> _Source document_
— begin —
Networking & Content Delivery

Creating active/passive BGP connections over AWS Direct Connect

There are many ways to connect your data centers to Amazon Web Services. This blog post answers a few common questions that customers ask us when trying to build a communications path over AWS Direct Connect (DX). In particular, how to create active passive Border Gateway Protocol (BGP) connections with AWS over Direct Connect.

To achieve redundancy and provide higher capacity, many customers deploy two or more DX connections. Two common patterns involve using a combination of Private Virtual Interfaces (PrivateVIF) and Direct Connect Gateway (DXGW) or Transit Virtual Interfaces (TransitVIF) and DXGW. Let’s look at an illustration of these architectures:

 

 

 

Both configurations use multiple DX locations (generally considered a good practice) and both locations are connected by some means outside of the cloud connectivity. In both cases, the customer is connected to a DXGW that is in turn is either directly connected to Virtual Private Gateways (VGW), or an AWS Transit Gateway (TGW).

Whilst both of the preceding scenarios provide higher capacity and increased resiliency, there is more you can do. I’d encourage you to read the DX SLA detail that you can find here, https://aws.amazon.com/directconnect/sla/, to learn more.

Provisioning multiple DX connections affords the customer some unique opportunities for route tuning, and poses some equally interesting questions around optimization.

Some of the common questions customers ask when creating multiple DX connections, are:

  • How can they dedicate a single DX connection as primary for destinations on AWS that are classified as ‘production’ networks? With another dedicated connection being allocated for networks that are classified as ‘development’.
  • How can they avoid less than optimal routing across their private estate, and avoid asymmetric routing by influencing traffic that is sent towards their end of the DX connections across a particular pathway (DX connection)
  • In both cases, high availability (HA) is a requirement in the event that a DX connection or a customer routing device is lost or is in need of maintenance

 

BGP Routing Overview

I remember studying for my Cisco CCNP R&S, the content was a huge step-up from the CCNA material. Border Gateway Protocol (BGP) was a core CCNP topic and I can still recall one the mnemonics that I used in my attempts to solidify the BGP best-path algorithm:

We Love Oranges AS Oranges Mean Pure Refreshment

This translates to:

Weight, Local PrefOriginate, AS_Path, Origin, MED, Paths, RouterID

This isn’t a complete list of all the BGP steps, but these will suffice for the purposes of this post. In fact, we are going to be talking about Local Pref, AS_Path and MED, specifically.

If you’ve not heard of the best-path algorithm before, then fear not, we are going to cover this briefly now. I assume that we can generally agree on oranges being refreshing, however!
— end —
> _What you have to do_
Reproduce the passage of the Direct Connect post from "Whilst both of" up to and including "questions around optimization.", word for word.

> _Information given_
— begin —
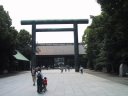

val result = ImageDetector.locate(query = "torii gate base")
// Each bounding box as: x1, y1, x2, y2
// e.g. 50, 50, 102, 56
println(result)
21, 19, 88, 72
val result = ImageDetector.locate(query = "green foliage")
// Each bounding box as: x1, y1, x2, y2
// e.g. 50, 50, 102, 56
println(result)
0, 6, 18, 73
83, 0, 128, 73
0, 5, 31, 74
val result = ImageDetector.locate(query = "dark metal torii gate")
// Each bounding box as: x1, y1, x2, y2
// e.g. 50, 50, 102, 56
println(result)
21, 19, 88, 72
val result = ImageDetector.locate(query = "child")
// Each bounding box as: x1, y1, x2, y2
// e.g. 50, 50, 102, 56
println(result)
43, 77, 47, 91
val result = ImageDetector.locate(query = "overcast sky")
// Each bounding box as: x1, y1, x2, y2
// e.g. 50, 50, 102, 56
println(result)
0, 0, 101, 43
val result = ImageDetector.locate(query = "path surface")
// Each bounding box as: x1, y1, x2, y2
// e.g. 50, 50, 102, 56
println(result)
0, 70, 128, 96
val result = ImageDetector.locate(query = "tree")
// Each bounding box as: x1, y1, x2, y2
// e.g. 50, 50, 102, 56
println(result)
0, 6, 18, 73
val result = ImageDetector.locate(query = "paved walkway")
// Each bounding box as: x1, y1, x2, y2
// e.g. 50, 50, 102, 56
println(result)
0, 70, 128, 96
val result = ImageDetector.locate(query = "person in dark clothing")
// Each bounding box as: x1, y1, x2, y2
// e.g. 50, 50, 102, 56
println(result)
43, 77, 48, 91
37, 71, 43, 93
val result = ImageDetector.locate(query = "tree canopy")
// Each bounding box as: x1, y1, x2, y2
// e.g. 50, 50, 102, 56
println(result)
0, 5, 31, 74
83, 0, 128, 73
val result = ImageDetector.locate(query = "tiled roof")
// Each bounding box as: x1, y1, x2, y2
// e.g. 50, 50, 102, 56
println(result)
36, 43, 85, 55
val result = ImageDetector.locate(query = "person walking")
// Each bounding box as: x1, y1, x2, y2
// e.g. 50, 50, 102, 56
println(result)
37, 71, 43, 93
31, 68, 36, 86
80, 66, 84, 74
43, 77, 48, 91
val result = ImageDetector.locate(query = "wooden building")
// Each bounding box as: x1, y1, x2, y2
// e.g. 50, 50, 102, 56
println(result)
36, 43, 87, 68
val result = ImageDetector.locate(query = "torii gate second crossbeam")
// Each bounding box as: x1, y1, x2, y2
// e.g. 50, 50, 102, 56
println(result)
21, 19, 88, 72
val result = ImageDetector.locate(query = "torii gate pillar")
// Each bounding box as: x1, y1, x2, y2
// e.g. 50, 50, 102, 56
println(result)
21, 19, 88, 72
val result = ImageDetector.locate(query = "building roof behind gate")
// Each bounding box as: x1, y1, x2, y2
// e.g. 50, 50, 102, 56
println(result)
36, 43, 85, 55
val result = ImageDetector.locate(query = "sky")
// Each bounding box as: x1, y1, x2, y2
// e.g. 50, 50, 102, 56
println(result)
0, 0, 101, 43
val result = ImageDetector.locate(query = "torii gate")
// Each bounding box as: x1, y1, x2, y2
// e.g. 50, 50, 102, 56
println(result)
21, 19, 88, 72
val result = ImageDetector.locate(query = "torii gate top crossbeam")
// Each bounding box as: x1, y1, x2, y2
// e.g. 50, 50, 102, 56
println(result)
21, 19, 88, 25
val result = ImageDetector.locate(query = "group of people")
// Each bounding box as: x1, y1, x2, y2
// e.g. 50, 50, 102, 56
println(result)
31, 67, 47, 93
60, 65, 70, 73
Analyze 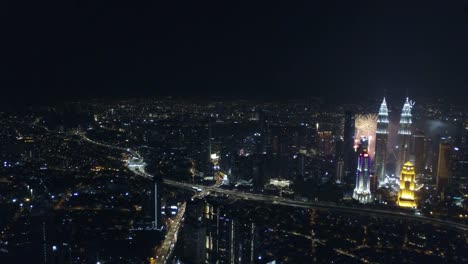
— end —
> _Final result_
Whilst both of the preceding scenarios provide higher capacity and increased resiliency, there is more you can do. I’d encourage you to read the DX SLA detail that you can find here, https://aws.amazon.com/directconnect/sla/, to learn more.

Provisioning multiple DX connections affords the customer some unique opportunities for route tuning, and poses some equally interesting questions around optimization.